- ARTICLE
----

(Speech by the Parliamentary Leader, DAP Secretary-General and Member of Parliament for Petaling, Lim Kit Siang, in the Dewan Rakyat on the Royal Address on March 18, 1982)
We are entering the second decade of the New Economic Policy, and on the threshold of launching the Fourth Malaysia Five Year Plan. Central to the success of the New Economic Policy as the government’s basic strategy to create a united, peaceful and prosperous Malaysia is the strict adherence of the government at all levels to the NEP’s cardinal tenets that “no particular group would experience any loss or feel any sense of deprivation of its rights, privileges, income, job or opportunity” and that there would be no robbing Peter to pay Paul’.
If it gains general currency that these cardinal tenets of the NEP are not respected, then irreparable harm would be done to the entire process of nation building in Malaysia.
This is why what happened in Bintulu, Sarawak, is very important to the entire question of confidence in the NEP, and why the Federal Government must intervene to allow for no doubt in anyone’s mind about its seriousness and sincerity to honour the NEP’s cardinal tenets.
In Bintulu, since July last year, the Bintulu Development Authority, which has been vested with the duties and powers of being responsible with the development of Bintulu, introduced a shocking regulation which not only violate the constitutional rights of Malaysians, but destroy the very basis of the New Economic Policy.
Since July 1980, the Bintulu Development Authority, in response to applications by land-owners in Bintulu for sub-division and variation of title, invariably answered these applications with the following reply:
“I refer to your application for the sub-division and variation of title condition for the above parcels of land and am directed to advise you to form a Development Company with a fifty per cent Bumiputra equity shareholding before the application can be considered for approval.
“Would you please supply to the Bintulu Development Authority all relevant documents in respect of the said company.”
This letter, to all applications for subdivision and variation of title from agricultural to commercial/residential use, was signed by a BDA official.
This decision of the Bintulu Development Authority has far-reaching implications. For it means that before an application could be considered by the BDA for sub-division and viaration of title condition of land in Bintulu from agricultural to residential/commercial purposes, which is necessary before development plans are submitted for approval, the landowners must extend 50 per cent ownership of the land to bumiputras through the formation of a Development Company.

----

- DATA SECTION
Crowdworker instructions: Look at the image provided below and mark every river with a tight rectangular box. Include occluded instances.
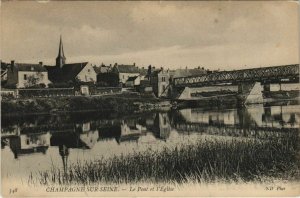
[1,105,300,186]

----

- YOUR TASKS
1. According to the speech on the Royal Address, what share of Bumiputra equity must the Development Company hold before the Bintulu Development Authority will consider an application?
2. Continue the speech on the Royal Address from its last sentence.

- FINAL RESULTS
1. Fifty per cent.

2.
This is firstly a violation of the Constitutional right to property which protects Malaysians from expropriation of property without compensation. What the Bintulu Development Authority seeks to do is nothing less than a back-door’ expropriation of property of Malaysians.
It is secondly an attempt to nullify the constitutional rights of Malaysians, not through an amendment to the Constitution in Parliament through a two-thirds parliamentary majority, but by administrative fiat which is both unconstitutional and illegal. Such a method of ‘amending’ the Constitution not by the proper process of parliamentary amendment but by administrative fiat cannot be allowed to go unchallenged in Parliament if the constitutional rights of Malaysians are to have any meaning and protection.
Thirdly, such a BDA regulation constitutes a gross abuse of power, for whether applications for sub-division and variation of title condition of land should be approved or not should depend not on the whims and fancies of any bureaucrat or bureaucracy, but on the Master Plan in Bintulu with regard to the various land use and development needs. Such applications should be considered strictly on the basis of their merit, as to whether they conform with the development Master Plan, and not on irrelevant and extraneous issues completely unrelated to land development and use.
Such a Master Plan should be available for inspection and by the public so that there is no room for abuse of power and corruption. Otherwise, the people will be completely at the mercy of the bureaucrats, study who can one day insist that before subdivision and conversion of title is considered, 50 per cent of the land should be contributed to the ruling party.
Fourthly, and most important of all, the BDA regulation violates the entire basis of the New Economic Policy that in its implementation the government would ensure that “no particular group experiences any loss or feels any sense of deprivation of its rights, privileges, income, job or opportunity” or in the spirit of “robbing Peter to pay Paul.”
The people of Malaysia, in particular the non-Malays, fully support every measure by the government to help the more economically-backward bumiputras to catch up economically, but this must not be done by depriving the non-Malays of their constitutional rights.
And there can be no dispute whatsoever that to require non-Malays to give up 50% of their property, through whatever forms of coercion or duress, in order to secure approval for conversion, subdivision and development is a clear cut deprivation of their property rights in the name of restructuring society.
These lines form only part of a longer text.